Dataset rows
★ ★ ★ ★ ★

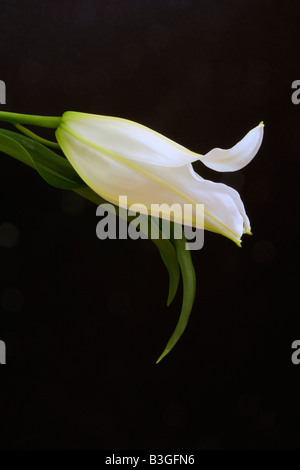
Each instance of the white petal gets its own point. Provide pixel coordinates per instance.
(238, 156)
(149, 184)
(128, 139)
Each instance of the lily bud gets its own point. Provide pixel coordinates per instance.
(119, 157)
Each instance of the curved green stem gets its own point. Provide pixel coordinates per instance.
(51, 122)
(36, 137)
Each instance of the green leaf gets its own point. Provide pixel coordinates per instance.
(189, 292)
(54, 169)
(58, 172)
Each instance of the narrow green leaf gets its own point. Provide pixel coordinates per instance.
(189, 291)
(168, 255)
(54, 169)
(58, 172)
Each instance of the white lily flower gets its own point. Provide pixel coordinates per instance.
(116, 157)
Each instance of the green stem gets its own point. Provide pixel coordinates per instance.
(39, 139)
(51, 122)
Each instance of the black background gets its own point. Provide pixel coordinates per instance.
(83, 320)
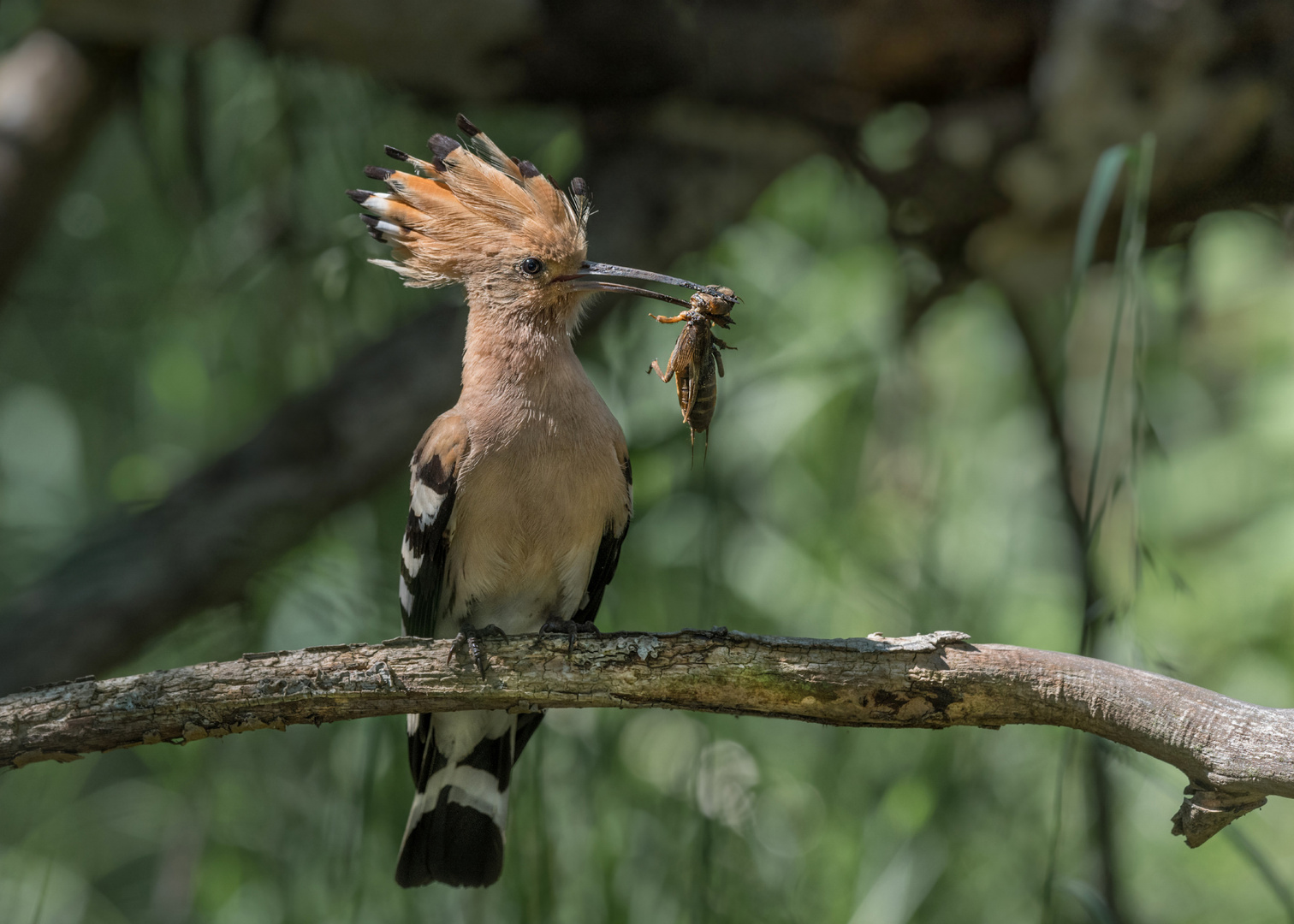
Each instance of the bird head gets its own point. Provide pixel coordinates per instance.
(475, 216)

★ ★ ★ ★ ★

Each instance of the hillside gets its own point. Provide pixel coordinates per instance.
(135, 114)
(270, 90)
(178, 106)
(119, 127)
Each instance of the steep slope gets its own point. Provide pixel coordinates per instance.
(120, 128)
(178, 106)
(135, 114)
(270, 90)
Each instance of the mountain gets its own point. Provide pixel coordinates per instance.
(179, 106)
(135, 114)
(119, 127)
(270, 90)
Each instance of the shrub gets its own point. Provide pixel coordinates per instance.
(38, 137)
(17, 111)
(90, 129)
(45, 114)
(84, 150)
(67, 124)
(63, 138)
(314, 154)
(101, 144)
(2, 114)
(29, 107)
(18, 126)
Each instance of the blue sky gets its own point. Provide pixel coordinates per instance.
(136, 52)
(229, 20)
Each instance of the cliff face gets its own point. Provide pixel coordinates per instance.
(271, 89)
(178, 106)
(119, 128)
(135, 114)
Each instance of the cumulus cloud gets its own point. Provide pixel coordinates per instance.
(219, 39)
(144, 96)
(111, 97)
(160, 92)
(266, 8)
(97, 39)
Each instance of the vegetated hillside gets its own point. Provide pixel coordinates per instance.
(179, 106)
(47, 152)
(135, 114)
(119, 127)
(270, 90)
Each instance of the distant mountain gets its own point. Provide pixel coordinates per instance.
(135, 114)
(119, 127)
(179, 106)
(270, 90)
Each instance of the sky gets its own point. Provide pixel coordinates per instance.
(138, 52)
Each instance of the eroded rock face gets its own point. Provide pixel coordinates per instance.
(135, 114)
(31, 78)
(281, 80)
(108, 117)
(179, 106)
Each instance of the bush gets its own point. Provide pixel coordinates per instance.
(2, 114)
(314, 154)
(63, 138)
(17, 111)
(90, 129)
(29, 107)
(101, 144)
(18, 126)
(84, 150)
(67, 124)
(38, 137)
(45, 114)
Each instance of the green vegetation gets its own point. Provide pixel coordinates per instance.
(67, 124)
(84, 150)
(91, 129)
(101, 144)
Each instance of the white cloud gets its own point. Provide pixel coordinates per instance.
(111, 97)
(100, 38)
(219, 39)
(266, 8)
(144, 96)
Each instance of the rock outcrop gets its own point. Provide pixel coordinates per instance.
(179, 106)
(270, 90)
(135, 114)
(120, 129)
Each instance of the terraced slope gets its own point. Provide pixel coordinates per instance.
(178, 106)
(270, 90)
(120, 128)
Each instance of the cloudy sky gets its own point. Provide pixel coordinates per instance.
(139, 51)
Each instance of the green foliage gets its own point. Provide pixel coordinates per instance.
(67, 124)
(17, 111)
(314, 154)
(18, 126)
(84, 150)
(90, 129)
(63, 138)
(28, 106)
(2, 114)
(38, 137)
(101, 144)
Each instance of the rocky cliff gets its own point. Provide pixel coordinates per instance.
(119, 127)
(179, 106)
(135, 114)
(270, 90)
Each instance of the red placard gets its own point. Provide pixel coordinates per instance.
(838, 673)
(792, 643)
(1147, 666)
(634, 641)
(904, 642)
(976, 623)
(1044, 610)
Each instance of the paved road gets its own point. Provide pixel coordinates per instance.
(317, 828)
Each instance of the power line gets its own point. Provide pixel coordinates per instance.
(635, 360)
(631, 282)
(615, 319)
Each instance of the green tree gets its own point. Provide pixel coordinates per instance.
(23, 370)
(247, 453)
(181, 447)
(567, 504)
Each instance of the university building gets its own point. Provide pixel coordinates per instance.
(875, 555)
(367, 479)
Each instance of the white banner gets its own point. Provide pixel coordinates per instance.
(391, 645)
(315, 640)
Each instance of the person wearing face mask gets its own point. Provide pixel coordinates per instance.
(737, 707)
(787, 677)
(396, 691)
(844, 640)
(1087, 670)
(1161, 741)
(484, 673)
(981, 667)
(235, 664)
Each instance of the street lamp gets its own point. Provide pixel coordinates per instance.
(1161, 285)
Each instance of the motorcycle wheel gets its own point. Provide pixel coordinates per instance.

★ ★ ★ ★ ★

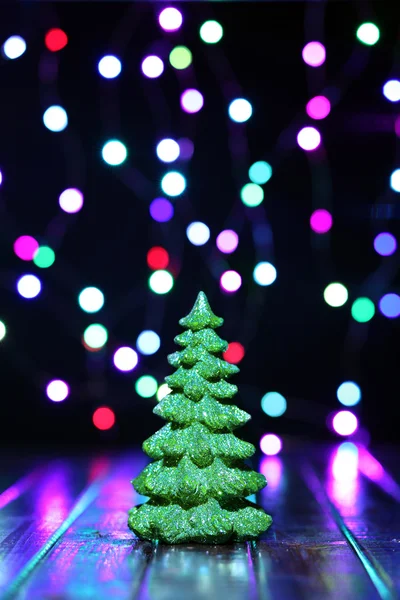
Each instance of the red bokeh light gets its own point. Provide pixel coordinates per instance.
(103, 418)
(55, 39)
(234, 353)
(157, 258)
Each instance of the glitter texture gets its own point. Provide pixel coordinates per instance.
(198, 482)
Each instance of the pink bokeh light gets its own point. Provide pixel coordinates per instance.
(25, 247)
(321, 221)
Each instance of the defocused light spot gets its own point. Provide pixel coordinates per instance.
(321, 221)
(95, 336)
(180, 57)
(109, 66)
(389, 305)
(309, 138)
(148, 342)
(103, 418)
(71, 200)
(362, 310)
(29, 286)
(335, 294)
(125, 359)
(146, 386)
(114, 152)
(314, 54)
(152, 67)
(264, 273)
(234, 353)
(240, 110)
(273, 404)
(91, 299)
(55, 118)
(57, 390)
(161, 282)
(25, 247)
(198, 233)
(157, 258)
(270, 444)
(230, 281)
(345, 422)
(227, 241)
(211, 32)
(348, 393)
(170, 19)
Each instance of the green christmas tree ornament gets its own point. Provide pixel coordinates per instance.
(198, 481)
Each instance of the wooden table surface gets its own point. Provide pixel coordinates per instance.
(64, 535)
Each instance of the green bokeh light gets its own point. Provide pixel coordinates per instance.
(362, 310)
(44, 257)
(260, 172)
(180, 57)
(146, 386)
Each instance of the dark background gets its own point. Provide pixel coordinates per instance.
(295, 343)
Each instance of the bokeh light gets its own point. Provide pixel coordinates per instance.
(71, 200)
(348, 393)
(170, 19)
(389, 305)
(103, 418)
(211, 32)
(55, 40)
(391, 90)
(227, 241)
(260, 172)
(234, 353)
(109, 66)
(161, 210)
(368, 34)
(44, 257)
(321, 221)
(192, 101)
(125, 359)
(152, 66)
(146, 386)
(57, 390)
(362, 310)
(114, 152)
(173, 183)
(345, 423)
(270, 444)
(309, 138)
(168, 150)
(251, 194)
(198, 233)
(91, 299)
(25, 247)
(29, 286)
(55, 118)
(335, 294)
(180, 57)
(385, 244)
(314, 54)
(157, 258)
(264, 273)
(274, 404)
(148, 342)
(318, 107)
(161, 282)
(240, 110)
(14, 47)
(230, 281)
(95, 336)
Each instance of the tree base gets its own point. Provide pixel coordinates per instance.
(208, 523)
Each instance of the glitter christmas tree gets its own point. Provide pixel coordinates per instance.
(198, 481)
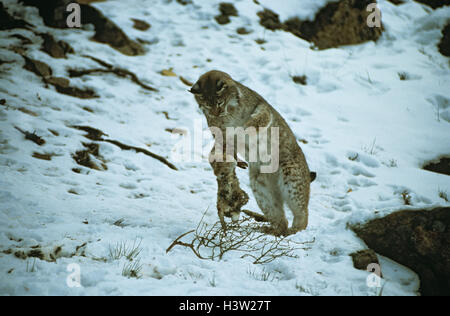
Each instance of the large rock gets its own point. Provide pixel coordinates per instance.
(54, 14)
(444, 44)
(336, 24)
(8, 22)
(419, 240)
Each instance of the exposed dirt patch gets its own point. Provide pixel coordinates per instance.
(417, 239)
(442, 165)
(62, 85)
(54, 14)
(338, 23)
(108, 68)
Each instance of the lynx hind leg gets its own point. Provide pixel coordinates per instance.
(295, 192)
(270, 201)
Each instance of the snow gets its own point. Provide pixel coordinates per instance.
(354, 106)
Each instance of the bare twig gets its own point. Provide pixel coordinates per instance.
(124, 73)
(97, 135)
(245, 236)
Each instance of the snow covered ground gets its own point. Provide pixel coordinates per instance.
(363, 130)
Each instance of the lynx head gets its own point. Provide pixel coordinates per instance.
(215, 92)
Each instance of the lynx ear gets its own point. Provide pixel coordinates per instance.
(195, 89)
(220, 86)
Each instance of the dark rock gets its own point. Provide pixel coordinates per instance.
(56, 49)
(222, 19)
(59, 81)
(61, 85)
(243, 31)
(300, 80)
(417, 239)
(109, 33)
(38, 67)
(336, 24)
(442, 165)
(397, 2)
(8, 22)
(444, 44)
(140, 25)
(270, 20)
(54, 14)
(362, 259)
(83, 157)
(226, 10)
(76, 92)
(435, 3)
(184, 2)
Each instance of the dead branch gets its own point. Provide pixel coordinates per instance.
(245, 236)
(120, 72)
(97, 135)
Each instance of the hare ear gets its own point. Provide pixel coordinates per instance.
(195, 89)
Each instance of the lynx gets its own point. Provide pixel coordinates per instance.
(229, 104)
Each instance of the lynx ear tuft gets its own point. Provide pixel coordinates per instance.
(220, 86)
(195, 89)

★ ★ ★ ★ ★

_Goal:_ Please write out, word for word, the part of the entries that opens with the line containing "Each instance of the white banner" and closes with the line containing "(1161, 285)", with both of those lines included. Give those lines only.

_Result of the exercise:_
Each instance of the white banner gets its own point. Provide pixel coordinates per instance.
(391, 645)
(315, 640)
Each instance of the person wearing face mask gets its own point. Provide pixel coordinates per instance.
(737, 707)
(787, 677)
(396, 691)
(844, 640)
(1087, 670)
(1161, 741)
(484, 673)
(981, 667)
(235, 664)
Each instance of the street lamp gets its own point. Provide pixel coordinates per instance.
(1161, 285)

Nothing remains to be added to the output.